- **Exercise description**
Could you format the part of the items that opens with the line containing "Please pick out the paved" and runs through the end of the items as a numbered list, leaving out any blank lines?

#####

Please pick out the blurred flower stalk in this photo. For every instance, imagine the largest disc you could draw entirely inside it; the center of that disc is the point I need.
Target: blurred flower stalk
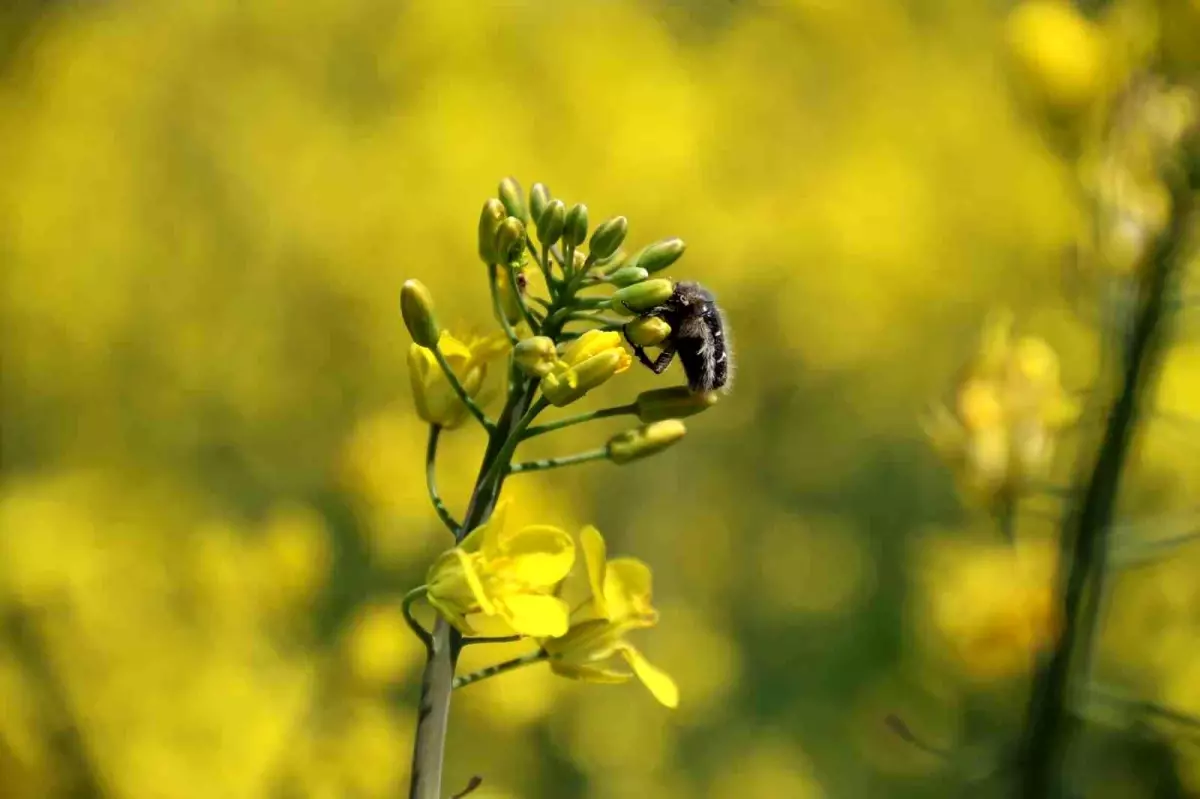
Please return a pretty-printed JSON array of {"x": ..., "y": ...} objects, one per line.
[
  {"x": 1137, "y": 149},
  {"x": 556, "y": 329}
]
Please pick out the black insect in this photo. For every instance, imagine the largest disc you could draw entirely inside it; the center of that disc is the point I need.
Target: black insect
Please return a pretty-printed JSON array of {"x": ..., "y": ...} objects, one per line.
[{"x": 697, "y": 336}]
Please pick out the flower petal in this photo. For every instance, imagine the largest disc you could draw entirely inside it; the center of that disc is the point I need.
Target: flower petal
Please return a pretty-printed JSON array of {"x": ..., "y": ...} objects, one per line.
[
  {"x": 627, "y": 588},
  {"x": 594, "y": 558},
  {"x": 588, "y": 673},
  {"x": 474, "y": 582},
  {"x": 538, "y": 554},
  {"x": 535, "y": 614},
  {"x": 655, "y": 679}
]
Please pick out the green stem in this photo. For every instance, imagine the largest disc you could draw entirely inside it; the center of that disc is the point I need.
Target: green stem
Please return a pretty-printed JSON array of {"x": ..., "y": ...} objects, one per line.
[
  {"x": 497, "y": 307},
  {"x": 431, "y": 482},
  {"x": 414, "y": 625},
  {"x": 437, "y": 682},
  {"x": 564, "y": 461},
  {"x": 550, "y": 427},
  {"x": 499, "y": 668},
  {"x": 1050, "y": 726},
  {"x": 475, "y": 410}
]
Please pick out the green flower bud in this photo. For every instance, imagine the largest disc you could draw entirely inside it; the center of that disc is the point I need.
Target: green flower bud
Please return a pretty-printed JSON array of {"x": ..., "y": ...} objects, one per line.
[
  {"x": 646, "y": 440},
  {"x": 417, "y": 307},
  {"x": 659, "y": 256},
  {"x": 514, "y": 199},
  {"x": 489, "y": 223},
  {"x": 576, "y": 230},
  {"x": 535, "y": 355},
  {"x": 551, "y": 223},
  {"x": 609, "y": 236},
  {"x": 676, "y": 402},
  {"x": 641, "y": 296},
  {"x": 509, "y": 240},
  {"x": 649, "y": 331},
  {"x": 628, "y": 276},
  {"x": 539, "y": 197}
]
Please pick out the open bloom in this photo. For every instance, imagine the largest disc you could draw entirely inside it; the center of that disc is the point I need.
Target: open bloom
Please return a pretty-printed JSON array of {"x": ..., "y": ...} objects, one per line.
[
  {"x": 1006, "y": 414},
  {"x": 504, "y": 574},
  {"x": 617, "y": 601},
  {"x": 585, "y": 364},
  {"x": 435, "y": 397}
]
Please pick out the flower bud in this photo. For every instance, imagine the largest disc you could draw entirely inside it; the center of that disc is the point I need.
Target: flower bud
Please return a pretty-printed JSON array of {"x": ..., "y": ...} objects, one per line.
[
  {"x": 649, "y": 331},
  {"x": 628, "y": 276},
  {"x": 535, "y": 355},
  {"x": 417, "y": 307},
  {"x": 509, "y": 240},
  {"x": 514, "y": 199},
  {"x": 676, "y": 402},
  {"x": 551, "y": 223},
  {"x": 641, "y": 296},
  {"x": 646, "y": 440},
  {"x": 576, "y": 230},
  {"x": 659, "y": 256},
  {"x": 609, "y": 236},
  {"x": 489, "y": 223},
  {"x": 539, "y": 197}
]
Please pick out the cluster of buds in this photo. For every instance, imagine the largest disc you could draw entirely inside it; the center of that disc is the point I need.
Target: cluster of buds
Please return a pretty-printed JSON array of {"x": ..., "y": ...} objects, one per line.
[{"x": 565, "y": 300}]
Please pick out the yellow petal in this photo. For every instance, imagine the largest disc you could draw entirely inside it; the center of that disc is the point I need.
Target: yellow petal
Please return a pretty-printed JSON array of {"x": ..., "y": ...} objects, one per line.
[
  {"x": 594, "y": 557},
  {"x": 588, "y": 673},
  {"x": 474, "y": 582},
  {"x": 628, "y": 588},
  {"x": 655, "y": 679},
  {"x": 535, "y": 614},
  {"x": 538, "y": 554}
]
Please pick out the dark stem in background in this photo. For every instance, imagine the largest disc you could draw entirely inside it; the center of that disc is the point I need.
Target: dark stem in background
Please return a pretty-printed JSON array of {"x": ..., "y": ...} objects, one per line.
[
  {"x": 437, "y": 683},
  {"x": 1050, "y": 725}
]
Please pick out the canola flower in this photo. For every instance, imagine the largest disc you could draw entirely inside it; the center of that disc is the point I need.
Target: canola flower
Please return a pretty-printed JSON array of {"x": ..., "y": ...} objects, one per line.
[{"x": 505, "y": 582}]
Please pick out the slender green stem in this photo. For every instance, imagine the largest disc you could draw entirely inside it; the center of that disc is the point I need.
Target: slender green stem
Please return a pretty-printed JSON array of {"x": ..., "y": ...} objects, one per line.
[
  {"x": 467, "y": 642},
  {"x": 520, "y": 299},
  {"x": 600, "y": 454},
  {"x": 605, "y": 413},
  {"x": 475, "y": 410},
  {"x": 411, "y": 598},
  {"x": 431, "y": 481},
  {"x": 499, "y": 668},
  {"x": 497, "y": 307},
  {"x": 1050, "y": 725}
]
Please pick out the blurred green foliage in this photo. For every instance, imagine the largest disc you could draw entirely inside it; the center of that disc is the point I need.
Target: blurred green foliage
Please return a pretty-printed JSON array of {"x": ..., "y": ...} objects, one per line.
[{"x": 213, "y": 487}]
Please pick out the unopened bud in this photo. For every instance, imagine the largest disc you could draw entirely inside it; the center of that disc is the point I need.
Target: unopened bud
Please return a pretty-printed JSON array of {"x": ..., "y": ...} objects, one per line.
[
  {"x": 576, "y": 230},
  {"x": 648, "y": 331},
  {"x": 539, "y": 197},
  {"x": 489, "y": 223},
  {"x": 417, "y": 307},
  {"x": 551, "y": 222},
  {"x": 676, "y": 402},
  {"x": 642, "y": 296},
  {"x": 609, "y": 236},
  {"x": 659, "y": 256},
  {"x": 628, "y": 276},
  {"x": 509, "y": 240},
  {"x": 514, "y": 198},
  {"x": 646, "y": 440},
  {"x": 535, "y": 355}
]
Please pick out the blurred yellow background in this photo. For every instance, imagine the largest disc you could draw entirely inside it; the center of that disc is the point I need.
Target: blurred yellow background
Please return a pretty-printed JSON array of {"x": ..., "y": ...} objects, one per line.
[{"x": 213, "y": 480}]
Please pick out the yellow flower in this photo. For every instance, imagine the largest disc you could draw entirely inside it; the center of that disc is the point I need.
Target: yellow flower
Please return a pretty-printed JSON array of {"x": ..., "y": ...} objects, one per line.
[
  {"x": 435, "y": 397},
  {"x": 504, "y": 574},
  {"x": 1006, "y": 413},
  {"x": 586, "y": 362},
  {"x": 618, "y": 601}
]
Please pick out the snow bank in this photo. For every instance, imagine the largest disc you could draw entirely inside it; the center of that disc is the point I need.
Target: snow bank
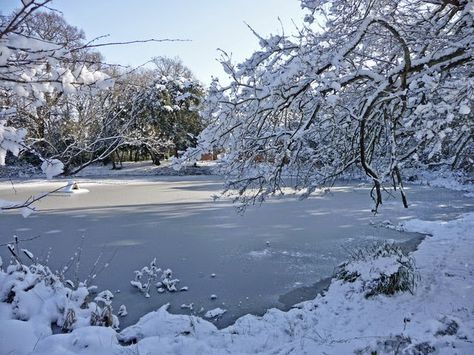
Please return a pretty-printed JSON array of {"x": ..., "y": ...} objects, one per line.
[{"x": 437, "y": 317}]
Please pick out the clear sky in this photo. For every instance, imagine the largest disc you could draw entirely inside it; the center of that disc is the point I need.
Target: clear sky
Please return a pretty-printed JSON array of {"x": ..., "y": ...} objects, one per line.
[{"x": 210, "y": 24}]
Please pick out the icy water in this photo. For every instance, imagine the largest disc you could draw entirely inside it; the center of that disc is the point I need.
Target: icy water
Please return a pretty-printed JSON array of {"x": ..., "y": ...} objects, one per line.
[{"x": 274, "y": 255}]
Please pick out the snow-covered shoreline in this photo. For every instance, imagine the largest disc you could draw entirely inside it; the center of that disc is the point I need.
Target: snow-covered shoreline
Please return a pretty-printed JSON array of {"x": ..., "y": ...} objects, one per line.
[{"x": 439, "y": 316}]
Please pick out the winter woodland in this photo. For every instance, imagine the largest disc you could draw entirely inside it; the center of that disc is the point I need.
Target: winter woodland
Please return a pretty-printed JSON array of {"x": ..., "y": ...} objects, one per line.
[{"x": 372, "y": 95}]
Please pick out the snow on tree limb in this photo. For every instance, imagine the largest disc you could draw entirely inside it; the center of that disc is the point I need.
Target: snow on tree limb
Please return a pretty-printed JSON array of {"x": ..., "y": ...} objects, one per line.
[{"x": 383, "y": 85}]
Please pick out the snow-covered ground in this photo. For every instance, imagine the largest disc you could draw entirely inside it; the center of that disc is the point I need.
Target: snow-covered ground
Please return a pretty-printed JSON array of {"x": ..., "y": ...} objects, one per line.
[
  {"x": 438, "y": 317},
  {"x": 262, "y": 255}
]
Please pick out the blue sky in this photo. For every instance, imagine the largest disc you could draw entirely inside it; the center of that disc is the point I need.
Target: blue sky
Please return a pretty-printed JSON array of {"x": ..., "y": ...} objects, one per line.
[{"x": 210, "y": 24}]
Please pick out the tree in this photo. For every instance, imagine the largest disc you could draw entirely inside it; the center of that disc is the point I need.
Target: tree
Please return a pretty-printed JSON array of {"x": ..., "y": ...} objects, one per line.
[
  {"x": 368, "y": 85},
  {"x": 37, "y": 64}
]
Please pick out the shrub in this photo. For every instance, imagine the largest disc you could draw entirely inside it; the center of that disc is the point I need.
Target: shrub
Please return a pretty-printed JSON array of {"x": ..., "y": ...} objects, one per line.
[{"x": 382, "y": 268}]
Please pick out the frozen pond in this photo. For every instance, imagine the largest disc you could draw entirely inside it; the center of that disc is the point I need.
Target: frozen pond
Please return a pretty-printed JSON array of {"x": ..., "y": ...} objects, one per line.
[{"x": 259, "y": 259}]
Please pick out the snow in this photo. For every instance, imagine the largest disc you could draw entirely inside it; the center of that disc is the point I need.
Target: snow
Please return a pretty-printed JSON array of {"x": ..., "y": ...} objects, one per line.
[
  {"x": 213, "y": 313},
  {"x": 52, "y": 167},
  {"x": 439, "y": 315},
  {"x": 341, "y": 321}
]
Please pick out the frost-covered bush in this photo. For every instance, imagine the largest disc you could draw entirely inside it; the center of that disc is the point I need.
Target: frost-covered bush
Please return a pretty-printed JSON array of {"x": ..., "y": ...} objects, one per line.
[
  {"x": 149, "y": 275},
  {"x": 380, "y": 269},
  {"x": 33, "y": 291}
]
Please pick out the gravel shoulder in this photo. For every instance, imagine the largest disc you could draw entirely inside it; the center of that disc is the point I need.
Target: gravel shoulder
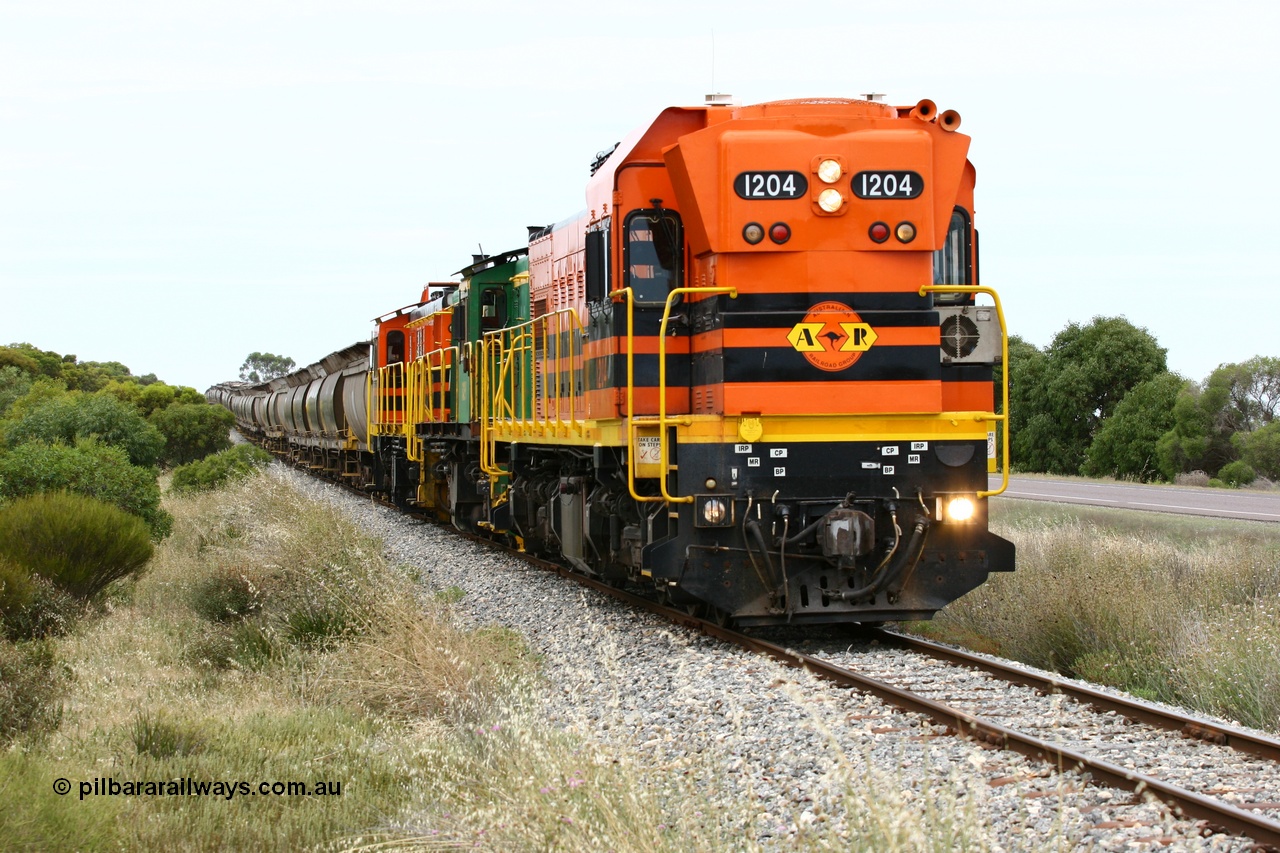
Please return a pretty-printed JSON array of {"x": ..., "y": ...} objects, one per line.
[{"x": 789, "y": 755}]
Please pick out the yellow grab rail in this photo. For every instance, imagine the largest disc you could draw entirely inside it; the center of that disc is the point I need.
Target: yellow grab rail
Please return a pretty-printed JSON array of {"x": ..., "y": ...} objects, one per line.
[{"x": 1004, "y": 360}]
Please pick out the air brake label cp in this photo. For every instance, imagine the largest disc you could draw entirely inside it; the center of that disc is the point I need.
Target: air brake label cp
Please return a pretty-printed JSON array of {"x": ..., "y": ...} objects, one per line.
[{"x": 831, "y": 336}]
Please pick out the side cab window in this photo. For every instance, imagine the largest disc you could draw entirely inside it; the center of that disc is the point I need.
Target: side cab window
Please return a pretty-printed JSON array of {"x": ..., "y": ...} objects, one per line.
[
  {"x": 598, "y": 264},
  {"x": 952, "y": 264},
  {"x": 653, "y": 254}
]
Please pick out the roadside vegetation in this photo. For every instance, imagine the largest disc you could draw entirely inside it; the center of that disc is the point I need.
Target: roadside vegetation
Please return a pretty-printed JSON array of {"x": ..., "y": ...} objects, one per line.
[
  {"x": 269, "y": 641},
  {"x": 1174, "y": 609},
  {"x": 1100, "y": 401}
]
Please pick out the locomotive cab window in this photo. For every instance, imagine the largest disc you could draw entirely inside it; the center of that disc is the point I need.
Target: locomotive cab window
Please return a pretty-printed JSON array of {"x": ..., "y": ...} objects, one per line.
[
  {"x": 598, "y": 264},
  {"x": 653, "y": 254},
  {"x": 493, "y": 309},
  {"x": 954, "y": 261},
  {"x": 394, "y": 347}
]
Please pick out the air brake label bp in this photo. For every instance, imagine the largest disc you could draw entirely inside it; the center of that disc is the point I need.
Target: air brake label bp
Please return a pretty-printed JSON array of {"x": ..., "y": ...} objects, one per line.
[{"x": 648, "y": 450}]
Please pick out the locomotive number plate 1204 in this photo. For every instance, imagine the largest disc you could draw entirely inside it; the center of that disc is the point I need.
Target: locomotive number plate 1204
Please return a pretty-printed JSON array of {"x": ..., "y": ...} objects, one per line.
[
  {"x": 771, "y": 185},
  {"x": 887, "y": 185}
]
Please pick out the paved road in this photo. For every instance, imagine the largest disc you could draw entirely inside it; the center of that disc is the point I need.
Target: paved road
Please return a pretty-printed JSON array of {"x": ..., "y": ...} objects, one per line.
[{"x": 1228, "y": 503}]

#####

- **Worked answer**
1. Please pick out the paved road in this photo. For every instance, imagine the largest disc you could draw entirely inside it; the center of that disc is the point I need.
2. Target: paved road
3. Please return a pretty-printed JSON array of {"x": ..., "y": ...} objects, one per line.
4. [{"x": 1228, "y": 503}]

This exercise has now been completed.